» Records for the exercise:
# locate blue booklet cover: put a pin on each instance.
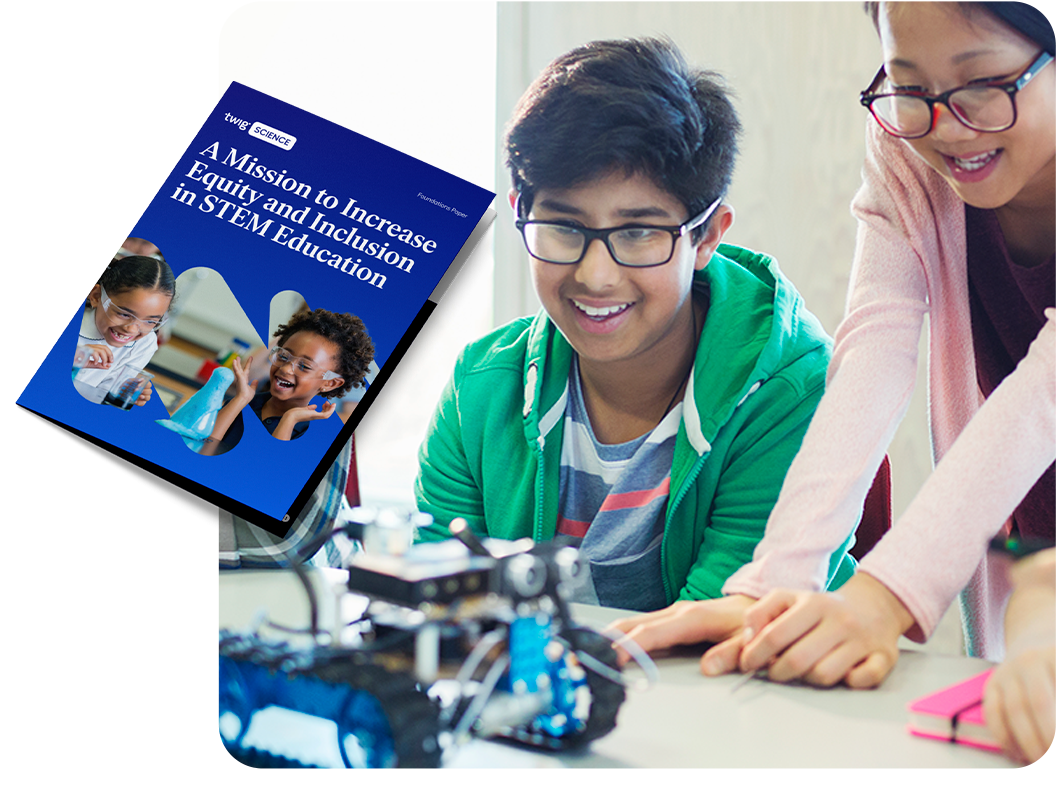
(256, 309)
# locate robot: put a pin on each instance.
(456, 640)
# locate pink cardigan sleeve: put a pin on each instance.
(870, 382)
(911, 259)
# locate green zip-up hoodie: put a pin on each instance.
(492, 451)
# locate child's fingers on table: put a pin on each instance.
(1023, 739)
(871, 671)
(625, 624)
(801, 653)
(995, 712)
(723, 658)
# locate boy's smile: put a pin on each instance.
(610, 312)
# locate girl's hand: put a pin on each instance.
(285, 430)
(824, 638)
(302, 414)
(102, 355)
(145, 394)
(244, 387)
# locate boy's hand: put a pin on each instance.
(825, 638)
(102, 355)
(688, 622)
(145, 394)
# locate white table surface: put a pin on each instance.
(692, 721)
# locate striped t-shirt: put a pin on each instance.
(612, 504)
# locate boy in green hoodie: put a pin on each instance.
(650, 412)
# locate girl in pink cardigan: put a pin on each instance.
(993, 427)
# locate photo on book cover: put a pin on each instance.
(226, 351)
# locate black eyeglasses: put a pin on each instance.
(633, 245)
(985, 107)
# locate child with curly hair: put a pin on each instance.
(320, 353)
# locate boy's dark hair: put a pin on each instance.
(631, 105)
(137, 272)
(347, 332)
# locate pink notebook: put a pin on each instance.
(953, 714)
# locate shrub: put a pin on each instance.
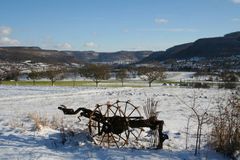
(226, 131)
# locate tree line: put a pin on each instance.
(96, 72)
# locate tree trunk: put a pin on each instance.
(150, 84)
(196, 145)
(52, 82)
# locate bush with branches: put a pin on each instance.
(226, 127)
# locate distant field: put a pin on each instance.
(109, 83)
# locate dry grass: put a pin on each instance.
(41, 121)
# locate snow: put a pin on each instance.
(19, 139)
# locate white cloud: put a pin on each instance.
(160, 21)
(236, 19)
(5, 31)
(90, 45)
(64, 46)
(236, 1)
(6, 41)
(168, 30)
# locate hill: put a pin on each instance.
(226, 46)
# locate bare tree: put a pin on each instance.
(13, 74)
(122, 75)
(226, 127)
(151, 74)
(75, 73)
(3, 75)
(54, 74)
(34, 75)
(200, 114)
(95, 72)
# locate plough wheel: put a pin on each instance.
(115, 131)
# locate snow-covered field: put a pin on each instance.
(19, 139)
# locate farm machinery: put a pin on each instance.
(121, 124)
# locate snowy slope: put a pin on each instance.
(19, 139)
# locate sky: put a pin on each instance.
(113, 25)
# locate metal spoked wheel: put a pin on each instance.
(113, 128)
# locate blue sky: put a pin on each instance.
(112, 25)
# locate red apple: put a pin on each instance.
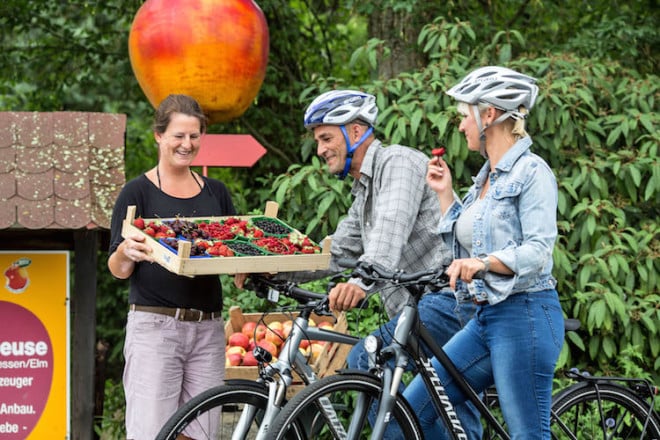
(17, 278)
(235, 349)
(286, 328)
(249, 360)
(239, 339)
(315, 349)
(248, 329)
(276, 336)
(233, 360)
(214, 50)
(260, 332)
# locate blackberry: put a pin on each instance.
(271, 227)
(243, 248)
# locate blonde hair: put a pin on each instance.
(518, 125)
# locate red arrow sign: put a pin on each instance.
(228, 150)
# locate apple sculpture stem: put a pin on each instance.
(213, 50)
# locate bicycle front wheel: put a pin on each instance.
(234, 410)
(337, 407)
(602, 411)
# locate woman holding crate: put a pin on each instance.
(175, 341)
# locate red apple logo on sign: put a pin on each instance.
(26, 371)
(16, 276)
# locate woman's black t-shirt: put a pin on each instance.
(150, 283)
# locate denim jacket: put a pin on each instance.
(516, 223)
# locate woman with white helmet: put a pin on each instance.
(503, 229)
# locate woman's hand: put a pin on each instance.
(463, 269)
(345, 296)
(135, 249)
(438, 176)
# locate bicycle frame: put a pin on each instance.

» Problem statement: Return the listing verbatim, pictures excluded.

» Reply to the task:
# locate blue booklet cover: put a pin on each instance.
(256, 309)
# locate robot: put a pin on each instance.
(456, 640)
# locate pink cardigan sleeve: put a pin on each instance.
(870, 382)
(911, 259)
# locate green zip-up hoodie: put a pin on each instance.
(492, 451)
# locate child's fingers on table: put a pin on each instance.
(1023, 739)
(871, 671)
(625, 624)
(801, 653)
(995, 712)
(723, 658)
# locate boy's smile: put a pin on each instance.
(610, 312)
# locate girl's hand: put a pin on each instance.
(285, 430)
(824, 638)
(302, 414)
(102, 355)
(145, 394)
(244, 387)
# locate boy's hand: put a pin on each instance.
(825, 638)
(102, 355)
(688, 622)
(145, 394)
# locate white table surface: put a pin on each instance.
(692, 721)
# locate striped t-shirt: put a pin on each instance.
(612, 504)
# locate boy in green hoodie: put a pin on each instance.
(650, 412)
# locate girl in pink cardigan: put a pin on each instance.
(993, 427)
# locate photo on book cover: put a pin on each instance.
(226, 351)
# locate black eyeglasses: put a pin on each instance.
(633, 245)
(985, 107)
# locate child with curly hair: put a pin on each instance.
(320, 353)
# locate boy's dark hair: put a pin on each instance.
(631, 105)
(137, 272)
(347, 332)
# locate pink notebook: put a pin on each instance.
(953, 714)
# locate shrub: put a pin on each instance.
(226, 131)
# locate tree line: put a pin on each instance.
(96, 72)
# locate tree trunk: put a pin on each instance.
(150, 84)
(196, 145)
(52, 82)
# locate bush with branches: put a pin on each instance.
(226, 127)
# locate distant field: put a pin on each instance.
(109, 83)
# locate dry grass: put a pin on each instance.
(41, 121)
# locate snow: put a pin on each instance.
(19, 139)
# locate white cloud: put a pin on each instance.
(160, 21)
(236, 19)
(5, 31)
(90, 45)
(64, 46)
(236, 1)
(6, 41)
(168, 30)
# locate hill: put a pin on each instance.
(226, 46)
# locate bare tree: put a pin on each instance.
(13, 74)
(122, 75)
(226, 127)
(151, 74)
(75, 73)
(3, 75)
(54, 74)
(34, 75)
(200, 114)
(95, 72)
# locate plough wheel: put a pin on each instance.
(115, 131)
# locate snow-covered field: put a pin on each instance.
(19, 139)
# locate farm machinery: put a pin on each instance.
(121, 124)
# locate snowy slope: put a pin on each instance.
(19, 139)
# locate sky: put a pin on each instance.
(113, 25)
# locate metal spoked wheel: put a pin on each instance.
(113, 128)
# locate blue sky: put a pin on each instance.
(112, 25)
# locate red apple: put a pin on each instance.
(17, 278)
(235, 349)
(286, 328)
(249, 360)
(239, 339)
(315, 349)
(248, 329)
(276, 336)
(233, 360)
(214, 50)
(260, 332)
# locate blackberry: put a pin on each instance.
(271, 227)
(243, 248)
# locate blonde hair: put a pin on each instance.
(518, 125)
# locate red arrow sign: put a pin on each instance.
(228, 150)
# locate apple sculpture stem: put a pin on each instance.
(213, 50)
# locate bicycle front wheel: put a pin on each instance.
(234, 410)
(337, 407)
(602, 411)
# locate woman holding crate: put a pin on each instance.
(175, 341)
# locate red apple logo on sign: put a pin on each instance.
(26, 371)
(16, 276)
# locate woman's black t-shirt: put a pin on each instance.
(150, 283)
# locate denim jacket: put a pin on each instance.
(516, 223)
# locate woman with white helmet: put a pin on each instance.
(503, 229)
# locate woman's hand: put a pin on each instance.
(463, 269)
(345, 296)
(135, 249)
(438, 176)
# locate bicycle frame: put a pin on each instance.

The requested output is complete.